▶ [What to do]: Could you format the lines below as a numbered list, leaving out any blank lines?

▶ [Input data]:
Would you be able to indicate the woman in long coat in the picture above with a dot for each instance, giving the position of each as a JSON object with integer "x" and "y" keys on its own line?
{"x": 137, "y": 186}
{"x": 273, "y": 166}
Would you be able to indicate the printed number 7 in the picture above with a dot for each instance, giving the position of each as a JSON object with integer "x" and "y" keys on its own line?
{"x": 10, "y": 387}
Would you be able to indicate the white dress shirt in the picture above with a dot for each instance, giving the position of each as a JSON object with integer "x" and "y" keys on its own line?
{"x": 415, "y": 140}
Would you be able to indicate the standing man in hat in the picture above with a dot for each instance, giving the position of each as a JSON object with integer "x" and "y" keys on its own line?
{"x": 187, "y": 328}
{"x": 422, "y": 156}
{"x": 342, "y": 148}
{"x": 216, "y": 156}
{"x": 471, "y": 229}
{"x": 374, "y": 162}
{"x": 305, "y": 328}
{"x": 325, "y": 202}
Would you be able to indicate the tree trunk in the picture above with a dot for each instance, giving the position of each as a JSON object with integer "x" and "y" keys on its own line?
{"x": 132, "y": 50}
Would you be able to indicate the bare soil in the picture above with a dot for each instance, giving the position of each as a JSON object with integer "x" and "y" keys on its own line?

▶ [Finished task]:
1. Would you be able to indicate the woman in long coat in the picture above with a dot for each instance, giving the position of each as a JSON object with integer "x" and "y" keys on its own line?
2. {"x": 137, "y": 186}
3. {"x": 273, "y": 166}
4. Would you be able to indicate the printed number 7 in the picture above with a dot for each instance, giving the position of each as a JSON object with integer "x" and "y" keys on its own line?
5. {"x": 10, "y": 387}
6. Would you be able to indicate the white dress shirt in the picture above with a dot for each instance, giving the position of each as a JSON object with integer "x" and "y" keys on its own line?
7. {"x": 415, "y": 140}
8. Would you be able to indicate the standing man in hat in the picture above with a dot for each instance, giving the position of each as a JSON object with integer "x" and "y" keys on its own line?
9. {"x": 187, "y": 328}
10. {"x": 422, "y": 156}
11. {"x": 342, "y": 148}
12. {"x": 216, "y": 156}
13. {"x": 471, "y": 229}
14. {"x": 374, "y": 162}
15. {"x": 305, "y": 328}
16. {"x": 325, "y": 202}
17. Would you be able to indicate the tree trunk in the picture above with a dot for each instance, giving the position of each as a JSON object with integer "x" and "y" keys on its own line?
18. {"x": 132, "y": 50}
19. Would you be able to indicate the bare soil in the picture above with a dot for each instance, giving the position of each as a JSON object with integer "x" and "y" keys on its own line?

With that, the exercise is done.